Coordinate annotation items
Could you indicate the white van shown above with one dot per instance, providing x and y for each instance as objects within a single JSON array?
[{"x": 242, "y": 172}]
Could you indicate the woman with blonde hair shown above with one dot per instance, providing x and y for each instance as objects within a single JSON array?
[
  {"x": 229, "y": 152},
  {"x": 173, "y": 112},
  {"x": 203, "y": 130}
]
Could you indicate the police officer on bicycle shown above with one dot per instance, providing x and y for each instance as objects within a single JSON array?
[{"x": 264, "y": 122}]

- _Objective_: Rewrite every line of the items above as a JSON list of strings, with one string per line and no blank lines.

- _Exercise output_:
[
  "Could you indicate the white van shown above with one dot per instance, providing x and y for each instance as objects within a single JSON array?",
  "[{\"x\": 242, \"y\": 172}]",
  "Could you indicate the woman with blonde hair shown above with one dot per instance, providing x and y for each instance as objects within a single JSON array?",
  "[",
  "  {\"x\": 229, \"y\": 152},",
  "  {\"x\": 173, \"y\": 112},",
  "  {\"x\": 203, \"y\": 130}",
  "]",
  "Could you indicate the police officer on bicycle shown above with one dot per instance, providing x and y for each instance as objects within a single JSON array?",
  "[{\"x\": 264, \"y\": 122}]"
]